▶ [Required work]:
Locate the line that contains "the metal post.". Copy it and every following line through the end of the records, exactly, and include nothing else.
-- Begin --
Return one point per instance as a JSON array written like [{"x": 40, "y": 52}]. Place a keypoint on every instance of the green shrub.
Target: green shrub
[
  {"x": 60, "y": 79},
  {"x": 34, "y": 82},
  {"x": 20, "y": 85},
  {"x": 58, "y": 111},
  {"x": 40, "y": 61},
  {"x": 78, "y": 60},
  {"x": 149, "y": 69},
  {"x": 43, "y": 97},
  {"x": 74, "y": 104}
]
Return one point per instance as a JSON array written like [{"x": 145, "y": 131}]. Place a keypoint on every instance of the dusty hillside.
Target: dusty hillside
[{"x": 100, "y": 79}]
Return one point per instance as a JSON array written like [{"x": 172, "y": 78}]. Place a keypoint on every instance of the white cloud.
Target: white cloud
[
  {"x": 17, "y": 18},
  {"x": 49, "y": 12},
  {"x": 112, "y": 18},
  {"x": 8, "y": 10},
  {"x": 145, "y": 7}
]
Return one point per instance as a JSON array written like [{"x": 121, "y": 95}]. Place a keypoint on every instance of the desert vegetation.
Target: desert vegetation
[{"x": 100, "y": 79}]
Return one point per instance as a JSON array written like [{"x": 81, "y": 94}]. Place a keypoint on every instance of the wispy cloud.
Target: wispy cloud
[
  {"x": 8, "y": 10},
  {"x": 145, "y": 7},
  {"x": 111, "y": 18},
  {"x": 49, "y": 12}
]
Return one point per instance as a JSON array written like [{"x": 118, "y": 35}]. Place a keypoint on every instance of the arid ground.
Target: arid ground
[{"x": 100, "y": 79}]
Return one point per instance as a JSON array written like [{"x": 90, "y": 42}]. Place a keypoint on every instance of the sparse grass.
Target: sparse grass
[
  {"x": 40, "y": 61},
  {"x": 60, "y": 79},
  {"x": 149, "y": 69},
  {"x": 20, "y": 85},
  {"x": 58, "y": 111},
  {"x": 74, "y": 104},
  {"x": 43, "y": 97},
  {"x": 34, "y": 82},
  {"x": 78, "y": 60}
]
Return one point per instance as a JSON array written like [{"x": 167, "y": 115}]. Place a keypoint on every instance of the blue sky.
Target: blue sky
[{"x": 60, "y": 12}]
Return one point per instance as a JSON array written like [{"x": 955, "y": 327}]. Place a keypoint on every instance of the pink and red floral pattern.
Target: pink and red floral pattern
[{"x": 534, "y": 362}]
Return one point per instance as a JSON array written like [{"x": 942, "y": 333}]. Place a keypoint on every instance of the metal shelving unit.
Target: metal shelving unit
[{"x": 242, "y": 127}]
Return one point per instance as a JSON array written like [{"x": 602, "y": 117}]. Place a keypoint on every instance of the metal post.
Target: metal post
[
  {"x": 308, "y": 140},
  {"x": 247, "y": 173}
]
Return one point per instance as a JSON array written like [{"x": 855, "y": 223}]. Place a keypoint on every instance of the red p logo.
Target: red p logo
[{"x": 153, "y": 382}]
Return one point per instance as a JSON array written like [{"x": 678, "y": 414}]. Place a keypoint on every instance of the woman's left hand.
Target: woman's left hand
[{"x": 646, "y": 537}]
-- End --
▶ [Response to the exercise]:
Return one point per instance as a JSON array written like [{"x": 602, "y": 117}]. Place a keypoint on every instance of the metal post.
Target: metal post
[
  {"x": 308, "y": 140},
  {"x": 247, "y": 173}
]
Return one point per instance as a JSON array written like [{"x": 855, "y": 223}]. Place a keypoint on every instance of the red p logo.
Target: red p logo
[{"x": 153, "y": 382}]
Return one point per instance as a JSON array written like [{"x": 678, "y": 414}]. Place a keypoint on every instance of the woman's left hand.
Target: woman's left hand
[{"x": 646, "y": 537}]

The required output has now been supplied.